**PAGE EXCERPT**
========================

Jessica Fletcher, Badass

I love watching television.  I try not to do too much of it because my taste in TV tends to fall into the lowest common denominator category rather than the subversive, intelligent category (think NCIS and Grey’s Anatomy rather than 30 Rock or anything on HBO and Showtime).  So when I watch television, I can’t make the argument I’m doing anything productive like making myself smarter.

I fell out of the habit of watching TV earlier this year when I had a friend move in for a few months while her house was being renovated.  The only working TV and cable connection is in my bedroom, where there is barely enough room in the mess for me to watch alone.  We did manage, after shifting massive piles of clothing and paper, toward the end of her tenure as my housemate to watch the entire series of Veronica Mars in preparation for the movie we both funded.  It was effort, though, and not comfortable for either of us.  So for the most part, while she lived here, I forwent my mindless habit because I felt guilty that I was the only one who could engage in it.

========================

**ASSIGNED TASK**
Reproduce the passage of the post about watching television from "I love watching" to "making myself smarter.".

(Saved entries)

========================

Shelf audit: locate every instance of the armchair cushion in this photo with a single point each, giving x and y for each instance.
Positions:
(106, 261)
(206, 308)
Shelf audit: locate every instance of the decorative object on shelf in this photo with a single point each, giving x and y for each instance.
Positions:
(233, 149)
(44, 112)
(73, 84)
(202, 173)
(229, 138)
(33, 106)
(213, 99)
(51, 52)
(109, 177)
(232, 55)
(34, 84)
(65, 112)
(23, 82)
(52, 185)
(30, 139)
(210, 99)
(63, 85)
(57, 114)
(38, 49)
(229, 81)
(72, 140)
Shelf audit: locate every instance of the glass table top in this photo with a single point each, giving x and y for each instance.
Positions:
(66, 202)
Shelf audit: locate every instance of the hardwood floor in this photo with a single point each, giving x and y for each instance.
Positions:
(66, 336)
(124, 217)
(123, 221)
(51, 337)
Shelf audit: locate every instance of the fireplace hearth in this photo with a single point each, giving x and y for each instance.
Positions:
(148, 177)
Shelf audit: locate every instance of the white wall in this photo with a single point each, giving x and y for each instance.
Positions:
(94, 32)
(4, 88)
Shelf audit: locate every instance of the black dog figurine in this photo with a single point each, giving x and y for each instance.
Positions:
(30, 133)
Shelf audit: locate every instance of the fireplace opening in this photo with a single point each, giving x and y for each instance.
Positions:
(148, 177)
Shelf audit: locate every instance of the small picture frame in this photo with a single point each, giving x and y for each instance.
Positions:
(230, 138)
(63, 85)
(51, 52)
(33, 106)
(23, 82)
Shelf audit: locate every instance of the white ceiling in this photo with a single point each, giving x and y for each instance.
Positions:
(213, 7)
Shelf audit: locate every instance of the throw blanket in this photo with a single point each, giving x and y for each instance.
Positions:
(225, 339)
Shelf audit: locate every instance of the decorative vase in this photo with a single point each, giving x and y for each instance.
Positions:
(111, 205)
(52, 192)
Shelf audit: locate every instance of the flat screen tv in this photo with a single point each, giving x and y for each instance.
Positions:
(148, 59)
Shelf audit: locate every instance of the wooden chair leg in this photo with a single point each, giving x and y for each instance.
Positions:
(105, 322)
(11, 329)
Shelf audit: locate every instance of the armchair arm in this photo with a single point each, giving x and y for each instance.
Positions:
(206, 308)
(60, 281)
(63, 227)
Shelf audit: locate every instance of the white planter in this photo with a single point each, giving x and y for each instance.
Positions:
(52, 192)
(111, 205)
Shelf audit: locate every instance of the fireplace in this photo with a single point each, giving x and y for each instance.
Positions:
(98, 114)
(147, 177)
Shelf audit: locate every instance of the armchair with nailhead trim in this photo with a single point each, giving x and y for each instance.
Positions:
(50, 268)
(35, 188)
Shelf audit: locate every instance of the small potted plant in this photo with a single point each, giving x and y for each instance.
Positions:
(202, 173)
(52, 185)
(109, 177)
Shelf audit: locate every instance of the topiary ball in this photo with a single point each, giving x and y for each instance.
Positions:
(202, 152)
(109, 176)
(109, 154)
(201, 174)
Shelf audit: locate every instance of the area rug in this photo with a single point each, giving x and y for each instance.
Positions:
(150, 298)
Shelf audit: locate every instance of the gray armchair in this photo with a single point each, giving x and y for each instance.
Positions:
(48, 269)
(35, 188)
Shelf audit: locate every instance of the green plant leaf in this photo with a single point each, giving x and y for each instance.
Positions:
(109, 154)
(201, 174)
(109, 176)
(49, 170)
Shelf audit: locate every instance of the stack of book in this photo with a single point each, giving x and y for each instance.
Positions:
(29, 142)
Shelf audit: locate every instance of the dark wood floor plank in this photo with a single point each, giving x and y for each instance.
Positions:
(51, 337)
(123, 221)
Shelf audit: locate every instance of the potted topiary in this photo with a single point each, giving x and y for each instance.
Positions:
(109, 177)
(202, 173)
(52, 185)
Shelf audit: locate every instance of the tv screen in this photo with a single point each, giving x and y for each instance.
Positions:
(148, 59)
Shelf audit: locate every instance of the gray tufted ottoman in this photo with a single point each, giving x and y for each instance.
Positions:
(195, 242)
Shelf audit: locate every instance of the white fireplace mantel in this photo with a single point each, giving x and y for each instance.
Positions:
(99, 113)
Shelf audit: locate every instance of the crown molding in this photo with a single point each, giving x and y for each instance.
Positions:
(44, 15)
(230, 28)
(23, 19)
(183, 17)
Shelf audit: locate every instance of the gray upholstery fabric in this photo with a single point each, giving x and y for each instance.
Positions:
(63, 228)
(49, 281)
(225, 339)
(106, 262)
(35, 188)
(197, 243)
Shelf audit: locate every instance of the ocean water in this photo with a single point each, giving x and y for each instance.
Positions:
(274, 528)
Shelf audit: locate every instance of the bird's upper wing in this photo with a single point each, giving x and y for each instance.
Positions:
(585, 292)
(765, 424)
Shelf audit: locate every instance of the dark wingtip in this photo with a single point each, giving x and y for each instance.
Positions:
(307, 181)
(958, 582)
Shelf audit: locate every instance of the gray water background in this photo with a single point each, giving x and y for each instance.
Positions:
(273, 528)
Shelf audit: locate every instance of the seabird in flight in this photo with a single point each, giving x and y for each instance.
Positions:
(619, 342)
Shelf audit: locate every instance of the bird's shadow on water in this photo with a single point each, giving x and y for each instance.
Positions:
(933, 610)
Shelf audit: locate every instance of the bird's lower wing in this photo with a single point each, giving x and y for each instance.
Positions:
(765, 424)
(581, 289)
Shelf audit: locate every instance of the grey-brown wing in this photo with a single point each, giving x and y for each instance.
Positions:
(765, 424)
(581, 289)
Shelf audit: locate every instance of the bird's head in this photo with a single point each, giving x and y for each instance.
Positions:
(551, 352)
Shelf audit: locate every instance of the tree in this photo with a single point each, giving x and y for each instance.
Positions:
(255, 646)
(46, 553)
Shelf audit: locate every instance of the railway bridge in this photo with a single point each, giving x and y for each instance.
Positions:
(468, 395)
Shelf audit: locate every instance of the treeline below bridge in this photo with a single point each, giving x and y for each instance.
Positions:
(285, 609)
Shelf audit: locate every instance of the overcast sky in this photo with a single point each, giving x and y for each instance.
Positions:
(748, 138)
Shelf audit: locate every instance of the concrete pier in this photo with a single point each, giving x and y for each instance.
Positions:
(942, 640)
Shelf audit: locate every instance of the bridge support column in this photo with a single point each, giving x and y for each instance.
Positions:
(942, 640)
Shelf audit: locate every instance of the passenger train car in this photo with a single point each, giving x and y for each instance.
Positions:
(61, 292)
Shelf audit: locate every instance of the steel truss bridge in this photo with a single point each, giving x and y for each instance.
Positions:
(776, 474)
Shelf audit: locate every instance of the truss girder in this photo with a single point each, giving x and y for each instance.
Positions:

========================

**ANSWER BELOW**
I love watching television.  I try not to do too much of it because my taste in TV tends to fall into the lowest common denominator category rather than the subversive, intelligent category (think NCIS and Grey’s Anatomy rather than 30 Rock or anything on HBO and Showtime).  So when I watch television, I can’t make the argument I’m doing anything productive like making myself smarter.